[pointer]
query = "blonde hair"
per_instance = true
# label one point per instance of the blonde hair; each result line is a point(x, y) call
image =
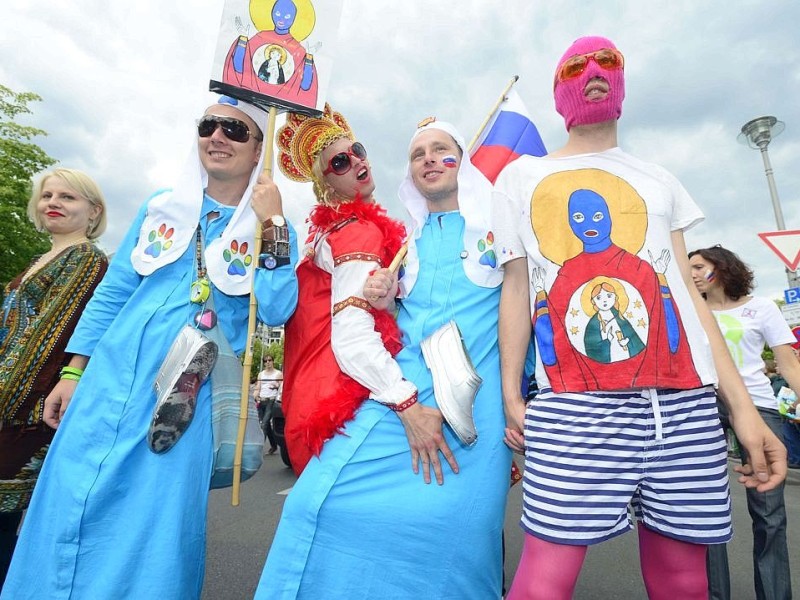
point(83, 185)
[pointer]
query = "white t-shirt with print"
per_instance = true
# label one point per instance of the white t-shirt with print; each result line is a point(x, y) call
point(596, 231)
point(746, 329)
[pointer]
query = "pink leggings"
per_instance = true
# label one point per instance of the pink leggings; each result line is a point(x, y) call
point(670, 568)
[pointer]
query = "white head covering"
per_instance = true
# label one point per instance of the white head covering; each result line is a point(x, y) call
point(475, 205)
point(172, 218)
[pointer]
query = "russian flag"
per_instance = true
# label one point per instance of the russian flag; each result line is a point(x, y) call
point(510, 133)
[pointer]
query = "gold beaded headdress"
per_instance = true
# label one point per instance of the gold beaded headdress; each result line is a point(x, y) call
point(303, 138)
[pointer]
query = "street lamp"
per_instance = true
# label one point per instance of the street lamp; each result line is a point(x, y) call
point(757, 134)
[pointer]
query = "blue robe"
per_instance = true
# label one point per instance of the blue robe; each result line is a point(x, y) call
point(359, 523)
point(109, 518)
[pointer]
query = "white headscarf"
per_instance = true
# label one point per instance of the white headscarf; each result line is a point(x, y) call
point(475, 205)
point(172, 219)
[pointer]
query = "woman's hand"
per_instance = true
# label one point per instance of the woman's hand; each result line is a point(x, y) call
point(380, 289)
point(55, 405)
point(766, 456)
point(423, 427)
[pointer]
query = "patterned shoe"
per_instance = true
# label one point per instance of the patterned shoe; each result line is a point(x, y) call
point(174, 408)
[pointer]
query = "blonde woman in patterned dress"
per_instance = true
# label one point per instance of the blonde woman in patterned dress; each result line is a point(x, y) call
point(40, 309)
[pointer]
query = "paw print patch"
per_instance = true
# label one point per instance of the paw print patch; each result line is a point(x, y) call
point(160, 240)
point(237, 257)
point(486, 248)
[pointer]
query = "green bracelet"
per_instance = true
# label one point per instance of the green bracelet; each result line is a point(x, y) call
point(72, 371)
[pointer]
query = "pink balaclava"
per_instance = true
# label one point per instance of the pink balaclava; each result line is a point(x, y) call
point(570, 101)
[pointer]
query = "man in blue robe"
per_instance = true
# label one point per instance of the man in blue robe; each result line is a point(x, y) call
point(111, 518)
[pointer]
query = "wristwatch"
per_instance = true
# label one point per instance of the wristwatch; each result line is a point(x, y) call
point(275, 236)
point(270, 261)
point(275, 221)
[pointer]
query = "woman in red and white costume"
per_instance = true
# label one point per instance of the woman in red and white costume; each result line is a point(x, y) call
point(339, 351)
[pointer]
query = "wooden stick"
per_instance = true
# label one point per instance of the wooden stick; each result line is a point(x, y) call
point(491, 112)
point(398, 258)
point(251, 321)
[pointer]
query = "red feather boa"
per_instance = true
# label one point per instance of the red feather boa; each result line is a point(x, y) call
point(340, 406)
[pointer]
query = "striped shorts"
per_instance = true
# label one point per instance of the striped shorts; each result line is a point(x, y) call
point(589, 456)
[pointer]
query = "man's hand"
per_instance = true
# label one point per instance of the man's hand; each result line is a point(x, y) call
point(766, 455)
point(515, 424)
point(266, 200)
point(424, 431)
point(55, 405)
point(380, 289)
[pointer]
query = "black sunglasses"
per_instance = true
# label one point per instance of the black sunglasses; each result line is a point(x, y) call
point(234, 129)
point(341, 163)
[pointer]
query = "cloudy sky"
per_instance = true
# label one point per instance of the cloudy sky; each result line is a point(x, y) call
point(122, 83)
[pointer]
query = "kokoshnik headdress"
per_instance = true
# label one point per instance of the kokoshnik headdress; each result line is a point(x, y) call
point(303, 138)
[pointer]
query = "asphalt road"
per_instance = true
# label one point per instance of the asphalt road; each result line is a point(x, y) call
point(239, 538)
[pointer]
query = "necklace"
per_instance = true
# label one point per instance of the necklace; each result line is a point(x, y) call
point(200, 290)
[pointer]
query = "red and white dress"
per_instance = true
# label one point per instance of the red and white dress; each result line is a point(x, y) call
point(339, 351)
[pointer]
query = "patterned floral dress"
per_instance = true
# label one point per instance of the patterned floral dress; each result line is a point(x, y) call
point(38, 317)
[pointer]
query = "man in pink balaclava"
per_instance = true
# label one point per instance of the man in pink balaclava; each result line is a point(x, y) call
point(628, 355)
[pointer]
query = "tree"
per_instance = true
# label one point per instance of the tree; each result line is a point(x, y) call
point(20, 159)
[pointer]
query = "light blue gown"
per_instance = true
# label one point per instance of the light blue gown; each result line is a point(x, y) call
point(359, 523)
point(109, 518)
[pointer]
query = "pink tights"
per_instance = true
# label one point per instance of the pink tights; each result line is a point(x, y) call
point(670, 569)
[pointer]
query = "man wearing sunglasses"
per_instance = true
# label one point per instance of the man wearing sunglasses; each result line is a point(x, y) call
point(187, 260)
point(613, 426)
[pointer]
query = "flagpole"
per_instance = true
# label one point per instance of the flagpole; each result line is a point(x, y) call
point(251, 321)
point(491, 112)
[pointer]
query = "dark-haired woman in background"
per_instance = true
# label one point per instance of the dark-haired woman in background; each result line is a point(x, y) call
point(748, 323)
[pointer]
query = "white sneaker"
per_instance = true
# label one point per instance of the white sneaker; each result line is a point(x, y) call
point(455, 382)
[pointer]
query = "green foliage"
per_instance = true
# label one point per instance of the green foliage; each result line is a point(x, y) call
point(20, 159)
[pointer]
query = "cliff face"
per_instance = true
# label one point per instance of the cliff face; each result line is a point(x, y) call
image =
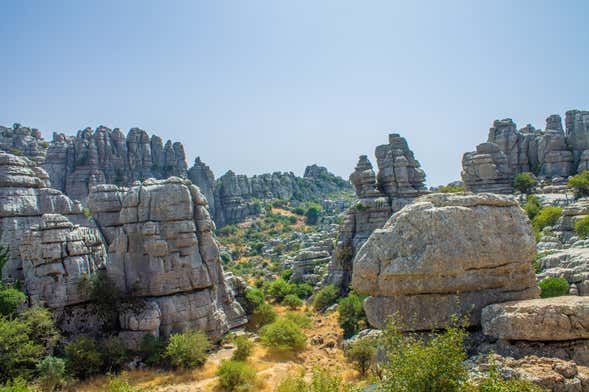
point(553, 152)
point(235, 195)
point(398, 182)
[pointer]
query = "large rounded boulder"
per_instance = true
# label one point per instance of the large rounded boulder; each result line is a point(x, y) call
point(445, 255)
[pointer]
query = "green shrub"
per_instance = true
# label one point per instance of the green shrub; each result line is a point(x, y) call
point(547, 216)
point(51, 373)
point(553, 287)
point(188, 349)
point(283, 335)
point(325, 297)
point(83, 358)
point(262, 315)
point(236, 376)
point(532, 206)
point(152, 349)
point(321, 381)
point(524, 182)
point(416, 364)
point(16, 385)
point(351, 314)
point(303, 290)
point(292, 301)
point(19, 354)
point(580, 184)
point(362, 354)
point(42, 325)
point(279, 289)
point(10, 300)
point(312, 216)
point(582, 227)
point(299, 319)
point(244, 348)
point(114, 353)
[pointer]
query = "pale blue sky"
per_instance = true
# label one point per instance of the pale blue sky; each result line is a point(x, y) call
point(258, 86)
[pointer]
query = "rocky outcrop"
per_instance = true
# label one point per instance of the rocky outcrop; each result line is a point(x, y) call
point(163, 250)
point(20, 140)
point(100, 156)
point(236, 196)
point(549, 154)
point(446, 254)
point(551, 319)
point(56, 257)
point(25, 196)
point(398, 182)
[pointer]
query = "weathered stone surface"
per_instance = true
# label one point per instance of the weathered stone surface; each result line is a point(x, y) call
point(549, 319)
point(477, 249)
point(24, 198)
point(164, 251)
point(399, 181)
point(548, 154)
point(56, 256)
point(93, 157)
point(235, 195)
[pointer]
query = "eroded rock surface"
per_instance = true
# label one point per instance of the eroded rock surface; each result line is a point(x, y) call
point(446, 254)
point(398, 182)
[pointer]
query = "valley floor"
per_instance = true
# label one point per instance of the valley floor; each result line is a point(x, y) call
point(323, 351)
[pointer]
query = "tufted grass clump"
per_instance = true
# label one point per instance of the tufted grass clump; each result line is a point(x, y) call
point(553, 287)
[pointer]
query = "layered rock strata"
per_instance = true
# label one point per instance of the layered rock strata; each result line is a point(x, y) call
point(446, 254)
point(398, 182)
point(163, 250)
point(551, 153)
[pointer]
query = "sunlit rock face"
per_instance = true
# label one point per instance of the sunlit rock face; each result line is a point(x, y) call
point(554, 152)
point(446, 254)
point(162, 249)
point(398, 182)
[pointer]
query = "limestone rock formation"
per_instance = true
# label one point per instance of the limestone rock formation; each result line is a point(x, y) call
point(93, 157)
point(550, 319)
point(235, 195)
point(24, 197)
point(20, 140)
point(551, 153)
point(446, 254)
point(163, 250)
point(398, 182)
point(56, 257)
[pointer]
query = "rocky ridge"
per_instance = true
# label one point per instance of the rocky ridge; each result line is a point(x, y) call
point(552, 153)
point(398, 182)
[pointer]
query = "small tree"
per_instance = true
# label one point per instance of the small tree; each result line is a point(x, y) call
point(292, 301)
point(325, 297)
point(524, 182)
point(580, 184)
point(244, 348)
point(187, 350)
point(236, 376)
point(283, 335)
point(51, 372)
point(362, 354)
point(553, 287)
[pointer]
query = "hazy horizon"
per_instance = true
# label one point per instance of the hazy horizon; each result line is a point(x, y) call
point(259, 87)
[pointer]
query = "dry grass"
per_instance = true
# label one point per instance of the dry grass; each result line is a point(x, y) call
point(323, 351)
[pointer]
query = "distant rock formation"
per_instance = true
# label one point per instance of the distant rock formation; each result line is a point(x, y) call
point(443, 255)
point(164, 251)
point(399, 181)
point(236, 196)
point(554, 152)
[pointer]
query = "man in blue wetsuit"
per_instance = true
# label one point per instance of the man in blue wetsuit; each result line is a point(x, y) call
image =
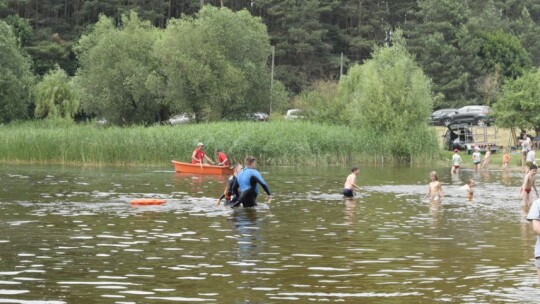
point(247, 181)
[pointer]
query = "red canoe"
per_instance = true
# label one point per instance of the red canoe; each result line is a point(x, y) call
point(197, 168)
point(147, 201)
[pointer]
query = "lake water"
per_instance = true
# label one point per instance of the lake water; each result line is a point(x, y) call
point(69, 235)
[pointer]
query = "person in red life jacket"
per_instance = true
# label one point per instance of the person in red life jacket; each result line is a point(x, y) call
point(199, 155)
point(223, 160)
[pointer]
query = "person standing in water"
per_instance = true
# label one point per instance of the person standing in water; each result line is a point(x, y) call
point(456, 161)
point(350, 183)
point(435, 191)
point(485, 162)
point(230, 194)
point(247, 182)
point(468, 187)
point(476, 159)
point(528, 185)
point(534, 217)
point(506, 158)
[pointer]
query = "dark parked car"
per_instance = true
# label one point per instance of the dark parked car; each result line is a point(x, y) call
point(475, 115)
point(437, 118)
point(457, 136)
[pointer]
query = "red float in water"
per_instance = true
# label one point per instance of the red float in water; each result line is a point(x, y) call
point(147, 201)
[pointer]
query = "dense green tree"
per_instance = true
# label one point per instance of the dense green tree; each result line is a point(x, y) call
point(319, 103)
point(21, 27)
point(518, 105)
point(16, 79)
point(503, 51)
point(302, 46)
point(389, 99)
point(116, 64)
point(446, 49)
point(214, 65)
point(55, 96)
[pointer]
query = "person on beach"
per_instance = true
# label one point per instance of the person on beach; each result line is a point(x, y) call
point(485, 162)
point(477, 159)
point(468, 187)
point(526, 145)
point(528, 185)
point(199, 156)
point(350, 183)
point(456, 161)
point(247, 181)
point(530, 159)
point(506, 159)
point(435, 191)
point(222, 158)
point(231, 194)
point(534, 217)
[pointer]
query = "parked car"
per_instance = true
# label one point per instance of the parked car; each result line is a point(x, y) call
point(259, 116)
point(457, 136)
point(475, 115)
point(293, 114)
point(438, 118)
point(179, 119)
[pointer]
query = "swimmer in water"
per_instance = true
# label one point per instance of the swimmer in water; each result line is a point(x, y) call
point(435, 191)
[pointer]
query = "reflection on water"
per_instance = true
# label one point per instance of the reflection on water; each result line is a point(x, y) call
point(70, 236)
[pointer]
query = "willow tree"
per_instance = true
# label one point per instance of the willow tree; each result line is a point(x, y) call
point(389, 100)
point(55, 96)
point(16, 78)
point(116, 65)
point(518, 104)
point(214, 65)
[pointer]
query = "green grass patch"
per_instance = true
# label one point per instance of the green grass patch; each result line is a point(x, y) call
point(274, 143)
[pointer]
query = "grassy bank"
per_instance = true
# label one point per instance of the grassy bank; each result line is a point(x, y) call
point(276, 143)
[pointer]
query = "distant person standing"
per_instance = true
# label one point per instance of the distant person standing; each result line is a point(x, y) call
point(487, 158)
point(222, 158)
point(477, 159)
point(526, 145)
point(530, 159)
point(528, 185)
point(534, 217)
point(456, 162)
point(247, 182)
point(506, 159)
point(350, 183)
point(199, 156)
point(468, 187)
point(435, 191)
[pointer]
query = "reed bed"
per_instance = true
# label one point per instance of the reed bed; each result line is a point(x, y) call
point(274, 143)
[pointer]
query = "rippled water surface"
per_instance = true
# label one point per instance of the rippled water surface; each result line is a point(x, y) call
point(69, 235)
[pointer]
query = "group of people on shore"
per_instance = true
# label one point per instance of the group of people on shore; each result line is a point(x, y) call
point(531, 208)
point(242, 186)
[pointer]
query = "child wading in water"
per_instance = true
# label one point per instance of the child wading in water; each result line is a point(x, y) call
point(435, 192)
point(456, 161)
point(477, 158)
point(528, 185)
point(506, 159)
point(485, 162)
point(534, 217)
point(468, 187)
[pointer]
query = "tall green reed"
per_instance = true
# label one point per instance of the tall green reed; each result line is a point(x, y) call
point(275, 143)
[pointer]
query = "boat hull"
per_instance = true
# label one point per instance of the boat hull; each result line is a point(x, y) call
point(147, 201)
point(181, 167)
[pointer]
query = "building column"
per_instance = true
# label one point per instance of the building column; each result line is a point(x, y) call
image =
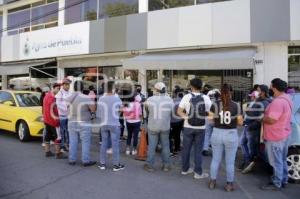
point(60, 72)
point(4, 82)
point(4, 22)
point(143, 6)
point(143, 80)
point(61, 13)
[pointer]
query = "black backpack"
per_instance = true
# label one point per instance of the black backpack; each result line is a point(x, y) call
point(197, 111)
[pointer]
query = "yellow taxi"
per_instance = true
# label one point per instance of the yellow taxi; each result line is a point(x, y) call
point(21, 112)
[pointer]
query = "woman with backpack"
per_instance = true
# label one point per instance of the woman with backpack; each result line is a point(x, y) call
point(226, 115)
point(132, 113)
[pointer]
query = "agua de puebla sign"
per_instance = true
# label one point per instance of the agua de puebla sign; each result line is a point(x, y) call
point(55, 42)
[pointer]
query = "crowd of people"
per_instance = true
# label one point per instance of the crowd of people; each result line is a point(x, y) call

◆ Required work
Look through the listing and return each line containing the word "column".

◆ Written answer
query = "building column"
# label one point per instance of the building column; each result line is a point(x, y) call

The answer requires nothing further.